▸ **The exercise**:
Repeat word for word everything in the data below from the line containing "the utility pole." down to the line containing "(336, 190), (372, 239)", with both of those lines included.

[Excerpts from a detection dataset]
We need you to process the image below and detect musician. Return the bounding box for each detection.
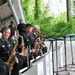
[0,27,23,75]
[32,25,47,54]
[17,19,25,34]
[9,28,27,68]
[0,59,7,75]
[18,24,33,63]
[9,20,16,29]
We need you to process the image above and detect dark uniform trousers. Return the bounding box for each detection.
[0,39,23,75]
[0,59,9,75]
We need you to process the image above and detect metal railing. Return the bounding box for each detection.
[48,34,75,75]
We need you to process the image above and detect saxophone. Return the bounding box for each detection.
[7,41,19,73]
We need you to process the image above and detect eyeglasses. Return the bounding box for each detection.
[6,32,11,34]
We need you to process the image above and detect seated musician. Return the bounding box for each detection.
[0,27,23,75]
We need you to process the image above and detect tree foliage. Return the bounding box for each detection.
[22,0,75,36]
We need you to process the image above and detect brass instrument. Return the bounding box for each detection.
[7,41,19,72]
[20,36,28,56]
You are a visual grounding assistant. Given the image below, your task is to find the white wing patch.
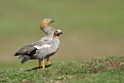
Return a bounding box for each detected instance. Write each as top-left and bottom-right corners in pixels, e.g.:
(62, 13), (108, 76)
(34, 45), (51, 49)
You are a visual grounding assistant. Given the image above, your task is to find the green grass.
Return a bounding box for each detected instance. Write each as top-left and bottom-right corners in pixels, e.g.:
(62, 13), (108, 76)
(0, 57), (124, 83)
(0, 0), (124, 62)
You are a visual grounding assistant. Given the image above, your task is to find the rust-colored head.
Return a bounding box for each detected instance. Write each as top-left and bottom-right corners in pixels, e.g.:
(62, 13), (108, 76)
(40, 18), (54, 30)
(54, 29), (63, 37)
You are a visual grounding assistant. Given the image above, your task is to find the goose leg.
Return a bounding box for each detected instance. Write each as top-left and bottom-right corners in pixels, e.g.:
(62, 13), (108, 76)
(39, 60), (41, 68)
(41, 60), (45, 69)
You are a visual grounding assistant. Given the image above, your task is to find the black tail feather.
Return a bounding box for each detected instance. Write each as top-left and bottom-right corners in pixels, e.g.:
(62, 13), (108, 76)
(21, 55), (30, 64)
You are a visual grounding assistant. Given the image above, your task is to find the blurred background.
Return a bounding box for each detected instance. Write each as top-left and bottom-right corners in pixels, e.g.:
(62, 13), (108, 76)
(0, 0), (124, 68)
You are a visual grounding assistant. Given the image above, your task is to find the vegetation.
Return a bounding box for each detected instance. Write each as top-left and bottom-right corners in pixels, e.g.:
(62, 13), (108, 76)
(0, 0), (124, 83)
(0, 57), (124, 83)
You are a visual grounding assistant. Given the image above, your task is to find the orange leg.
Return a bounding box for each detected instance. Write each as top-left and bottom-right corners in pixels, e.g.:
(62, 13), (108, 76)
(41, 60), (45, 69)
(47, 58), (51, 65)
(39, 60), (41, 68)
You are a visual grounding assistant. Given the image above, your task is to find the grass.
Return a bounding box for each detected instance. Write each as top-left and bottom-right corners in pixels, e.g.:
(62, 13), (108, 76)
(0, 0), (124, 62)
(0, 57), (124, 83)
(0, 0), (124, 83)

...

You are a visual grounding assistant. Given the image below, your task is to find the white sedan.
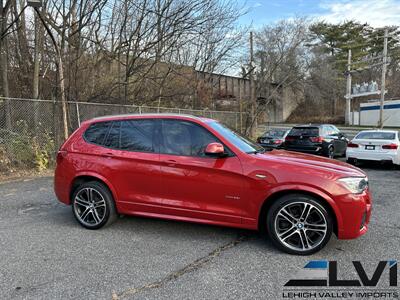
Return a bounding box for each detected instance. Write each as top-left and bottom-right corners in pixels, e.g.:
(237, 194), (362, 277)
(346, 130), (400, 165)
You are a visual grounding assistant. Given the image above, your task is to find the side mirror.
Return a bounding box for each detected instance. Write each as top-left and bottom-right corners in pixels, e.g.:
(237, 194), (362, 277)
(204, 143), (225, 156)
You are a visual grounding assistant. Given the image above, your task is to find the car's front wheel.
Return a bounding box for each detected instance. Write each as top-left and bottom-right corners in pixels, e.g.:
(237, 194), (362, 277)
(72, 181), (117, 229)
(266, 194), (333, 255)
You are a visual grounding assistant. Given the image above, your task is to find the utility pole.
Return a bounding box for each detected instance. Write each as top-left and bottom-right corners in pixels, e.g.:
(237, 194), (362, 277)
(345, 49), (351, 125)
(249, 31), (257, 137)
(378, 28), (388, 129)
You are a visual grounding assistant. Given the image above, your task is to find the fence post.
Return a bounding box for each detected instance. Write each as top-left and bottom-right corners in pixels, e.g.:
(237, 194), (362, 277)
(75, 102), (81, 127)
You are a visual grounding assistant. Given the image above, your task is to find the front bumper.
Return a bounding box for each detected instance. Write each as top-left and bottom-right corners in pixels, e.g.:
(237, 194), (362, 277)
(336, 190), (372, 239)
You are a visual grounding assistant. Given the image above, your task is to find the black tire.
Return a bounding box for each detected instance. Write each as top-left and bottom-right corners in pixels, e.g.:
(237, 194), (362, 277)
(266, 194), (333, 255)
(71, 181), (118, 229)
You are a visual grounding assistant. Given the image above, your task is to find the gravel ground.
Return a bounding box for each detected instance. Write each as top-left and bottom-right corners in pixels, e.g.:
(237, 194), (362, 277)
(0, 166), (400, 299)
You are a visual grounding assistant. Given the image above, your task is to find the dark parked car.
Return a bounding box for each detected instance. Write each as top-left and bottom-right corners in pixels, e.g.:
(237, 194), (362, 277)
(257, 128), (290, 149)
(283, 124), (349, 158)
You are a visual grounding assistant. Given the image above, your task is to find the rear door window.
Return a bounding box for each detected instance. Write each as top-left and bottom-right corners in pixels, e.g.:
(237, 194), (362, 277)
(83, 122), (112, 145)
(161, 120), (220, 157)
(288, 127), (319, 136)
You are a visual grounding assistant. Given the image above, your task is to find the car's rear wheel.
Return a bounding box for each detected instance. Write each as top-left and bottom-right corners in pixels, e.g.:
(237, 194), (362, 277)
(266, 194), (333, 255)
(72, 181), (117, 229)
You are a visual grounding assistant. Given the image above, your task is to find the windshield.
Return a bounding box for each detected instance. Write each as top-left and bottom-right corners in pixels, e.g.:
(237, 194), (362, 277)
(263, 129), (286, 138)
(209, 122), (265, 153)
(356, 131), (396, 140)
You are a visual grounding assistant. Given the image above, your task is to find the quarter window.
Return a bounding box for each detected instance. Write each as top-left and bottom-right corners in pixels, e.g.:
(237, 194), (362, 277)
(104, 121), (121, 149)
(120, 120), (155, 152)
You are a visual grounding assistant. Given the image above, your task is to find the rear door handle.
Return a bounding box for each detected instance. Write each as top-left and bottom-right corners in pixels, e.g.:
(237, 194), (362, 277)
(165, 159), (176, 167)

▸ **Solved problem**:
You are a visual grounding assistant. Given the image above, your task is to find the utility pole.
Return a bounding box for each detected instance. Write each as top-left and bottom-right corners in pixels, e.g.:
(237, 194), (362, 277)
(345, 49), (351, 125)
(249, 31), (257, 137)
(378, 28), (388, 129)
You are a visual grounding assistant. Given the image above, your task is to find the fence post.
Return a bounding box for each detected instance. Write each as top-left and bottom-right corners in pixels, e.g.:
(237, 194), (362, 277)
(75, 102), (81, 127)
You are a visual grounding assistant. Given the image above, your task is to find the front bumper.
Return a bounding box for each detected instance. Write each as top-left and bottom-right corners in pixels, e.g.:
(237, 194), (362, 277)
(336, 190), (372, 239)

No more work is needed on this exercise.